** Stated goal **
Pick out and copy every line in the data below that contains the word "foliage".

◇ ◇ ◇ ◇ ◇ ◇ ◇

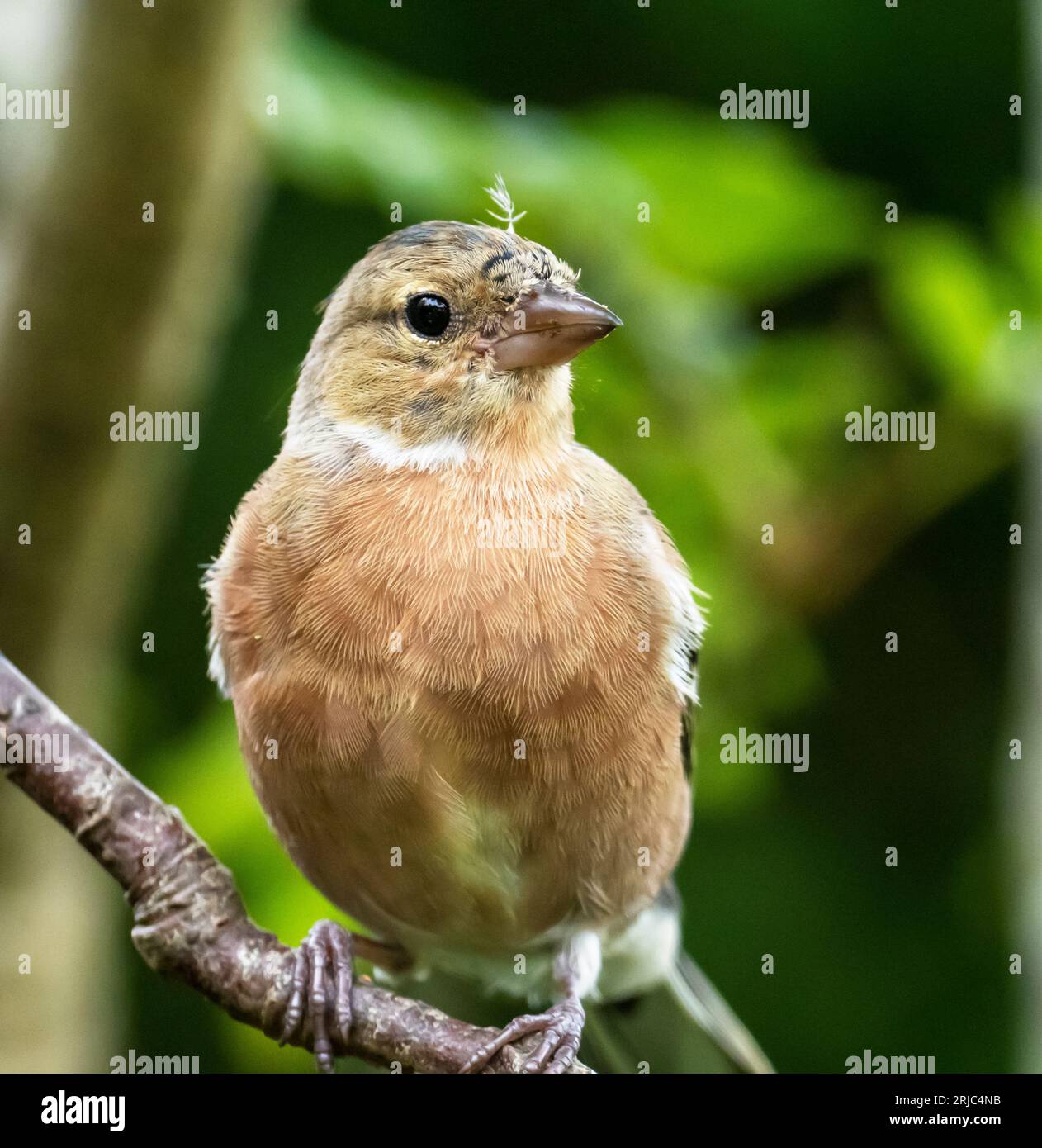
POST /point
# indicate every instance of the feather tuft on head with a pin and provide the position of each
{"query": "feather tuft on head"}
(503, 200)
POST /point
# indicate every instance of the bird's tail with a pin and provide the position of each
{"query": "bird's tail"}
(680, 1024)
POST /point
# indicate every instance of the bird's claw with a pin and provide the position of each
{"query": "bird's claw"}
(562, 1029)
(324, 959)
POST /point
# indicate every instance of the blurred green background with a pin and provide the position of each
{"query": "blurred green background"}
(259, 212)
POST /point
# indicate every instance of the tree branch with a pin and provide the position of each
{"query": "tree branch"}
(190, 921)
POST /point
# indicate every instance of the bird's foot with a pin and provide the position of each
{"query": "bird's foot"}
(324, 962)
(562, 1029)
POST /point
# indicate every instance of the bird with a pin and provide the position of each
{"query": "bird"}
(462, 652)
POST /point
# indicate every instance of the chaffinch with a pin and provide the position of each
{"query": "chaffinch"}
(462, 651)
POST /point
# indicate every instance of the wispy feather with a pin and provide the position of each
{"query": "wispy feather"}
(502, 199)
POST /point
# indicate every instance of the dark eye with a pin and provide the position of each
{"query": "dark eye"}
(429, 315)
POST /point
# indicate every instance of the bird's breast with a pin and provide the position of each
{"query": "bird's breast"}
(466, 682)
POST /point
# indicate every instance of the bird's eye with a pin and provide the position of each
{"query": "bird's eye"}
(429, 315)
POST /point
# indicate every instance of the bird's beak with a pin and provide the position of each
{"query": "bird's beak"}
(547, 326)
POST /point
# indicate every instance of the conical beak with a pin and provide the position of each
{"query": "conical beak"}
(547, 326)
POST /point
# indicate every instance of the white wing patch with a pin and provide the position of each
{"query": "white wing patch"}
(688, 624)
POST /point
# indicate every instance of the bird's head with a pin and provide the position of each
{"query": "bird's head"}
(447, 340)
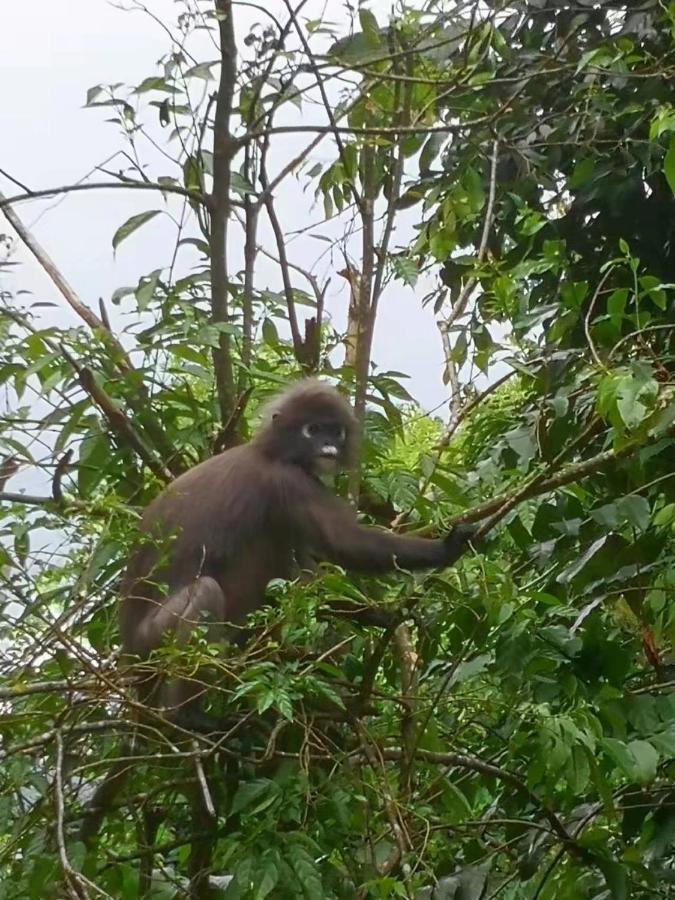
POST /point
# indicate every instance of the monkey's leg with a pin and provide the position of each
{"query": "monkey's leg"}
(199, 602)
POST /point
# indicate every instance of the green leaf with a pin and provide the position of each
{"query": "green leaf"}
(370, 27)
(636, 510)
(669, 165)
(616, 877)
(202, 70)
(249, 793)
(131, 225)
(146, 289)
(267, 879)
(665, 516)
(620, 755)
(646, 759)
(305, 868)
(430, 151)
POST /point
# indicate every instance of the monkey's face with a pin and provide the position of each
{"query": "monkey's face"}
(316, 442)
(322, 445)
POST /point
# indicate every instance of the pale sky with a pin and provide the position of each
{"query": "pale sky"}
(51, 54)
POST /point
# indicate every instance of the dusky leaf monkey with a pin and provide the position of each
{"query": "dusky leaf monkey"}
(216, 536)
(223, 530)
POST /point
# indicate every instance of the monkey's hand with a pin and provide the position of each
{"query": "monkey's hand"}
(457, 542)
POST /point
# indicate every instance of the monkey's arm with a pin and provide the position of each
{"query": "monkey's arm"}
(328, 528)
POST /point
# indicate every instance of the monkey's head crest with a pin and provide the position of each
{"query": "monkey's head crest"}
(310, 425)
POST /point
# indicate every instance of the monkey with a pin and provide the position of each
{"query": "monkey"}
(216, 536)
(254, 513)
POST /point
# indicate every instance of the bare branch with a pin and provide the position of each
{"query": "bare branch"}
(224, 148)
(127, 183)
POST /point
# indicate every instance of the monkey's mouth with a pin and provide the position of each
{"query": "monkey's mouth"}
(329, 452)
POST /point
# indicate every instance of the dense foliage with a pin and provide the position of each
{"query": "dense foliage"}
(508, 728)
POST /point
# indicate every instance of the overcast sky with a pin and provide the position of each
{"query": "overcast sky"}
(51, 54)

◇ ◇ ◇ ◇ ◇ ◇ ◇

** Solved exercise **
# indicate every instance of the dense foliage with a pin and provide the position of each
{"query": "dense foliage"}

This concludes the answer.